Exercise: The entire listing is to be repeated verbatim.

Provided records:
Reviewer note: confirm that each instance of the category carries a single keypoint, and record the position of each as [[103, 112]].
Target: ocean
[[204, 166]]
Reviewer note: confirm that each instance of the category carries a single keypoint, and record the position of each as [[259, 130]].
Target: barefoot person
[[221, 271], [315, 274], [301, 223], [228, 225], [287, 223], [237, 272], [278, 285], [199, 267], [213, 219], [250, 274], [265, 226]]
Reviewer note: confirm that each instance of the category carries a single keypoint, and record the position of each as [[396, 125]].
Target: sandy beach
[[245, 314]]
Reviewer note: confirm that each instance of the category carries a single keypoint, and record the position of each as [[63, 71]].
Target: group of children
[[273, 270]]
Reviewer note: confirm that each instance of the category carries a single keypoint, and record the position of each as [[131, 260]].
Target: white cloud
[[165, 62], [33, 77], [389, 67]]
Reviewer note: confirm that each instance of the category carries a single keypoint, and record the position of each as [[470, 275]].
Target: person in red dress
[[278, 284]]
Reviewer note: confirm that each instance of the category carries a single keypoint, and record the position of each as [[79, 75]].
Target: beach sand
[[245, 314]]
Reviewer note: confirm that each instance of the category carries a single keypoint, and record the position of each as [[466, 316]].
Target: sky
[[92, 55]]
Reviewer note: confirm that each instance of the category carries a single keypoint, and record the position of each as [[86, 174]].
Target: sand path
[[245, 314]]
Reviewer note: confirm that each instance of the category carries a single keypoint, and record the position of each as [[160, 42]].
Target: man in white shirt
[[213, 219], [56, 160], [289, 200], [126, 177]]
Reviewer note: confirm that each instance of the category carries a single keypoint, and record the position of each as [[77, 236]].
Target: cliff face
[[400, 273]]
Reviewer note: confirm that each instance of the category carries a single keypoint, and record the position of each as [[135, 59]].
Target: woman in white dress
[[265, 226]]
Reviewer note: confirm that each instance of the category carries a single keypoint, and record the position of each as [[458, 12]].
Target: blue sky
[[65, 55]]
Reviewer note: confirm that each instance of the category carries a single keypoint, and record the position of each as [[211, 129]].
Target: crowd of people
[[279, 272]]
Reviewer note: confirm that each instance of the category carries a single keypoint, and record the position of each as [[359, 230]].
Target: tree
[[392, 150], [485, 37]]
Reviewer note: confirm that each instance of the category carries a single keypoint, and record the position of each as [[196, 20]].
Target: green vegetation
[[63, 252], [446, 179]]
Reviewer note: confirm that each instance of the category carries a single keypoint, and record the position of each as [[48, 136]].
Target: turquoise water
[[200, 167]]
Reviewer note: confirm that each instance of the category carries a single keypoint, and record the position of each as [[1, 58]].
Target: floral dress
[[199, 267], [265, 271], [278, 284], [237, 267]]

Answer box:
Reviewer note: confirm that each instance of the category carries a single keypoint, and record the position of each as [[103, 112]].
Target: ocean
[[204, 166]]
Reviewer note: confirm that each instance of the category carries a single keypoint, and record the position of each as [[259, 130]].
Target: barefoot person
[[221, 271], [315, 274], [301, 223], [228, 225], [287, 223], [237, 272], [278, 285], [199, 267], [213, 219], [250, 274], [265, 226]]
Reviewer note: confirm that each instance of the category carries a single keypoint, and record the position of each as [[396, 125]].
Target: sandy beach
[[245, 314]]
Reviewer note: confirm that each instance of the category carries a single keypoint, and record the position of each as [[63, 71]].
Target: group of children
[[273, 270]]
Reviewer note: confirm that each instance of the category carries a single keypoint, and record the position of each as [[131, 260]].
Target: white cloud
[[165, 62], [33, 77], [389, 67]]
Reviewer note: confirm that each instance of the category carries a single keypoint, and record the position of each as [[470, 275]].
Target: person in red dress
[[278, 284]]
Reviewer note: confirm that each instance of the category carries a single keypoint, and record the position of each as [[79, 75]].
Target: beach sand
[[245, 314]]
Reviewer note: confirm that each instance of the category carries a single keypoint, and record the position of each as [[466, 316]].
Target: sky
[[92, 55]]
Reviewer note: confirm that each instance of the category carries a single keypoint, and record the position of each as [[86, 174]].
Target: sand path
[[245, 314]]
Reviewer note: confirm that each instance of the category carries a single keypoint, and record the position of each as [[160, 42]].
Target: man in white shirt
[[213, 219], [56, 160], [289, 200], [126, 177]]
Reviewer note: confirm that each instance of the category carries a single keypoint, and record the position of each as [[77, 236]].
Target: cliff face
[[400, 273]]
Reviewer note: confirm that each instance of the category carries a single keypoint, and record the position of each as [[135, 59]].
Target: woman in white dress
[[265, 226]]
Reviewer note: confirm that each instance of the category carries a single keypoint, and record the position of each as [[458, 12]].
Target: blue sky
[[65, 55]]
Reviewer note: confirm that each instance of the category carries a single keypoint, and record the position of each as [[211, 129]].
Target: crowd of people
[[279, 272]]
Reviewer note: confirm that each instance of the category carries a single keypoint, and record the position of each as [[359, 230]].
Target: tree
[[392, 150], [485, 37]]
Reviewer note: confirm that each instance of the category carries a single keypoint, and record the position of each as [[196, 20]].
Target: green vegetation
[[63, 252], [446, 179]]
Reviewer note: confirm that each instance of the category carries a single keypoint, and record the position of each as [[48, 136]].
Target: turquoise water
[[200, 167]]
Reviewer note: confirm that each instance of the category carries a single keypoint, and record the position of each as [[1, 58]].
Target: floral dress
[[199, 267], [265, 271], [278, 284], [237, 267]]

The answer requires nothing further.